Rows from a dataset:
■ ■ ■
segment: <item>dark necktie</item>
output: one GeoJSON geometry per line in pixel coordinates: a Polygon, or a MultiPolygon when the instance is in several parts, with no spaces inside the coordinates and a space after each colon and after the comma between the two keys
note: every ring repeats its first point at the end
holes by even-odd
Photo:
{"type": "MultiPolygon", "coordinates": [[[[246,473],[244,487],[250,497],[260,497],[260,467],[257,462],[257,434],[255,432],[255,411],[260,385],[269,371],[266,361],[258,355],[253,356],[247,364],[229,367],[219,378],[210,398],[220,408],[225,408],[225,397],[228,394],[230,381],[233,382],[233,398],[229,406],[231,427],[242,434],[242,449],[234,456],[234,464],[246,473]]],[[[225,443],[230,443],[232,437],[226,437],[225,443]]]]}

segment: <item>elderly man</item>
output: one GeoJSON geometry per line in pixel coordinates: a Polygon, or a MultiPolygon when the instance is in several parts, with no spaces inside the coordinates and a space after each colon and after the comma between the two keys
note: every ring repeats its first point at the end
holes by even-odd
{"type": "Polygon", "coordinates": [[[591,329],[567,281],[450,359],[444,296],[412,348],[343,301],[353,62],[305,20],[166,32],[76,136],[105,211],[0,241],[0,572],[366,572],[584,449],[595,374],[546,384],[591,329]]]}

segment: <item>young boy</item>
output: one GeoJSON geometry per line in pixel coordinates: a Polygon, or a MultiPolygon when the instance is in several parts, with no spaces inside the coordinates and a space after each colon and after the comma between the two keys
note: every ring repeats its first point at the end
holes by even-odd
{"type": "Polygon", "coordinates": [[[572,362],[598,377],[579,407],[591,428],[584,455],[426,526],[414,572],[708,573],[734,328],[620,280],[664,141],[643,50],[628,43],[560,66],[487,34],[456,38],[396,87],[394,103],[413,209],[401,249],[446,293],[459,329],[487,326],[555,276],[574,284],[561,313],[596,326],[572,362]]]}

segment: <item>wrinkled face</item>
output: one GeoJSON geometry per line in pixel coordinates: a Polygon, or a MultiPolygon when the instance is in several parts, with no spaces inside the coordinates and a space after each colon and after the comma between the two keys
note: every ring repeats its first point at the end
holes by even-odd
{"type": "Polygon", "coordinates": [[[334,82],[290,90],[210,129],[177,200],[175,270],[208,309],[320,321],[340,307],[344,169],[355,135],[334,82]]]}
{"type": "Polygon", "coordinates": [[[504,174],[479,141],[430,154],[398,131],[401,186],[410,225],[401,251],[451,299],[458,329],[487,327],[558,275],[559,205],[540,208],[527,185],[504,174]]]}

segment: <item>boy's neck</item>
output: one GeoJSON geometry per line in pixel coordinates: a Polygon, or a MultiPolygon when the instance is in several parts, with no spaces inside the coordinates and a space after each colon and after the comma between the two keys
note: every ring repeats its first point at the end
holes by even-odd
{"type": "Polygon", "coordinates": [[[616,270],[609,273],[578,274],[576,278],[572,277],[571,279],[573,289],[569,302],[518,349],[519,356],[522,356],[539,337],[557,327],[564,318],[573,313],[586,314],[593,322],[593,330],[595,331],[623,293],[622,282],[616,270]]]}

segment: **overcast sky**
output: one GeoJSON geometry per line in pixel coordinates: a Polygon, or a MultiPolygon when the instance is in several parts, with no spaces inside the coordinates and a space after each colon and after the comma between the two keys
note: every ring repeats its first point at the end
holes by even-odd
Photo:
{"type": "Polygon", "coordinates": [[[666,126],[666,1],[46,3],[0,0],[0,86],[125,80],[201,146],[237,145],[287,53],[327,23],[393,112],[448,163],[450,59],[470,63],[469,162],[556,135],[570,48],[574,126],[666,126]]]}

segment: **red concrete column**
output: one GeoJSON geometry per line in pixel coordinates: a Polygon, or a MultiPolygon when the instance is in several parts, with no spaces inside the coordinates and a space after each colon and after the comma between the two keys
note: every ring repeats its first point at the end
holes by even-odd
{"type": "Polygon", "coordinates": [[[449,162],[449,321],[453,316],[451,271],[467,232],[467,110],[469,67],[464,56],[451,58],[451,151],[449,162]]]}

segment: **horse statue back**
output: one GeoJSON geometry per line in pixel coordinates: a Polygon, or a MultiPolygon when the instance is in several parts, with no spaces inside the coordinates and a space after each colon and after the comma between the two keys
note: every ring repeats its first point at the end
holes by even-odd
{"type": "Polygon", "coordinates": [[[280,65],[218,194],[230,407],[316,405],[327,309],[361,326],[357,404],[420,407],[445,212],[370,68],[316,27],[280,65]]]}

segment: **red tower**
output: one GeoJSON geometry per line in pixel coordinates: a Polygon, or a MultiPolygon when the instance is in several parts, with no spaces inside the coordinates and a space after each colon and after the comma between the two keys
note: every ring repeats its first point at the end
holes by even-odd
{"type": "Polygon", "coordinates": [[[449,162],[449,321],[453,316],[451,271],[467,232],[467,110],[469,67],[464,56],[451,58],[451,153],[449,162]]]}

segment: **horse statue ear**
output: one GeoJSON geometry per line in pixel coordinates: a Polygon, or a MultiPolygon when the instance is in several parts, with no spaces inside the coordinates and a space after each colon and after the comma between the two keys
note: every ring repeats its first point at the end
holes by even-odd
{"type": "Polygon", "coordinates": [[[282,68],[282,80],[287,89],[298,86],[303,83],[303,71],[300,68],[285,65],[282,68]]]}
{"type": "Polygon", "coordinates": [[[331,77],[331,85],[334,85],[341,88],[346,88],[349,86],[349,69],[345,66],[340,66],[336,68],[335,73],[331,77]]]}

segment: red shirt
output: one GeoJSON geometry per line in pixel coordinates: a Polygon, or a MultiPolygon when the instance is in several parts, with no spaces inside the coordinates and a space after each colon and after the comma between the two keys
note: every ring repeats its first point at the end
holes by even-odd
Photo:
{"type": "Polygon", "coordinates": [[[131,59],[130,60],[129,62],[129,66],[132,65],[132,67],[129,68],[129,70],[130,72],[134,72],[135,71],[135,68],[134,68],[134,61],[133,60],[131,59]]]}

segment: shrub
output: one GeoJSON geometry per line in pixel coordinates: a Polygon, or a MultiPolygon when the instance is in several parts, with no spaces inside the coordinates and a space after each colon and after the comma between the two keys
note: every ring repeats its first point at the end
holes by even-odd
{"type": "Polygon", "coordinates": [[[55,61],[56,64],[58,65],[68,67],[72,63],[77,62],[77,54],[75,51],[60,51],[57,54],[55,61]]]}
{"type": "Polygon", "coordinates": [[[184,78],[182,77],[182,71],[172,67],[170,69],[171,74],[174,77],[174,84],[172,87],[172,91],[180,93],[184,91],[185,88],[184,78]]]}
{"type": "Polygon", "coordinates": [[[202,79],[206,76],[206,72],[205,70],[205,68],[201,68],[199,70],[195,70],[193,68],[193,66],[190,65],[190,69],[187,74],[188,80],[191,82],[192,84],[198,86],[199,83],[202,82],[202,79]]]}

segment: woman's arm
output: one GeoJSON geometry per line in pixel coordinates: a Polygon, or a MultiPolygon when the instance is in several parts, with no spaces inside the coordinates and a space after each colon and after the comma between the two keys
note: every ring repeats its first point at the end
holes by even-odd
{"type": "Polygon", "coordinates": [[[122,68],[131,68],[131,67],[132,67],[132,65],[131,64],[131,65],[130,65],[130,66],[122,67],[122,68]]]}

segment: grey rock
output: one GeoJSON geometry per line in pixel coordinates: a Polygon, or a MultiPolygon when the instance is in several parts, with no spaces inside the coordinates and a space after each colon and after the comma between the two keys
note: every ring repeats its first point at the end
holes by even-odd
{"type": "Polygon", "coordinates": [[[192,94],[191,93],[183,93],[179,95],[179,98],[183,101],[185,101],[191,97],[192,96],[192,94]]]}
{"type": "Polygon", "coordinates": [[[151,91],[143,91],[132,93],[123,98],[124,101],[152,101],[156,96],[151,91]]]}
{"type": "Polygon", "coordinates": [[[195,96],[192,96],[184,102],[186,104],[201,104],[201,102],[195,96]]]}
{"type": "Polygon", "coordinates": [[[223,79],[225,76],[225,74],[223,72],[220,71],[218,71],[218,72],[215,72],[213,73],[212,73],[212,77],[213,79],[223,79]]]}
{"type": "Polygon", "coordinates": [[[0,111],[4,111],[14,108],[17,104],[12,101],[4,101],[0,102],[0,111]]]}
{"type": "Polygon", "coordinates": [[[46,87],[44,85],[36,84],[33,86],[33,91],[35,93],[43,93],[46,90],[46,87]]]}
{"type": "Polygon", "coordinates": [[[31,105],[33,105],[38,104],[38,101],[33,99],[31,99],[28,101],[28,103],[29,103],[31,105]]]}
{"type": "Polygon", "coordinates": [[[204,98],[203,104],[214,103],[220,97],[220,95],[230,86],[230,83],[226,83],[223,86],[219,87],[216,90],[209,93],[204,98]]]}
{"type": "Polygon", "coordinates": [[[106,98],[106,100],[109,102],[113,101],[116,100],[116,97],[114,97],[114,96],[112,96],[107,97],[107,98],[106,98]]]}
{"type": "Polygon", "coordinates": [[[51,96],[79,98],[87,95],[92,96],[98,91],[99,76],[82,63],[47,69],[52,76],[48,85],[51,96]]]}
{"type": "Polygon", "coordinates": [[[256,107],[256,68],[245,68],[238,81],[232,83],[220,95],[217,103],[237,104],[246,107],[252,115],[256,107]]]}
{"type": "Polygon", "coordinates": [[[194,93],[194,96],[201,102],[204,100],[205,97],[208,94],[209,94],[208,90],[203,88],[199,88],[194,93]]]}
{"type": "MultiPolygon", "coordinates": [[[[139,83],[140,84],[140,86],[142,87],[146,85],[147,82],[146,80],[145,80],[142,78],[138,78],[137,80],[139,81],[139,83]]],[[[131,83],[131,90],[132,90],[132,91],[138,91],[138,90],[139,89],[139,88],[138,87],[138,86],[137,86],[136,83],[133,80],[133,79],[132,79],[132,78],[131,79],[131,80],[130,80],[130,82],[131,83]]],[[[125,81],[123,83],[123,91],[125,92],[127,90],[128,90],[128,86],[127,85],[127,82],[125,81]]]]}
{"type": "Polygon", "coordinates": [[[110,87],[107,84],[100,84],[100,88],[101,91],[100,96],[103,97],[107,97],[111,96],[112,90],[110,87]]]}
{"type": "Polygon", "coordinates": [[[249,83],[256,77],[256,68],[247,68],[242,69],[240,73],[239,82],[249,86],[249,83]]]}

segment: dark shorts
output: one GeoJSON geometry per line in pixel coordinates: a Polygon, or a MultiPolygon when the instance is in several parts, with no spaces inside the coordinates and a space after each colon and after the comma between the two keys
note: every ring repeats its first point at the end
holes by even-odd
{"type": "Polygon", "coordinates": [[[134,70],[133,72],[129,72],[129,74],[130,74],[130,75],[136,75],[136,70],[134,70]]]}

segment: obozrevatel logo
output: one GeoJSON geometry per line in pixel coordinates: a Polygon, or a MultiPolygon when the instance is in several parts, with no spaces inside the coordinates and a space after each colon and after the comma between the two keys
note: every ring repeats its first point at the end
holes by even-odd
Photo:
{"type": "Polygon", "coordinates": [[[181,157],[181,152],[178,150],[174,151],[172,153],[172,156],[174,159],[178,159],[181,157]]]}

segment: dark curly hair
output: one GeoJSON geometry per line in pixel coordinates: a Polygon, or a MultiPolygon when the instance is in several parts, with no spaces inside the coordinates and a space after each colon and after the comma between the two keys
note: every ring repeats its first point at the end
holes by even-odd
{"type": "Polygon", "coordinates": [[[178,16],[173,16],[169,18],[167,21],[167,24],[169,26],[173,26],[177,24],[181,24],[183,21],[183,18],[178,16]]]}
■ ■ ■
* **PROMPT**
How many lines in the rows above contain the word "horse"? Give only the number.

* **RESULT OF THE TASK**
2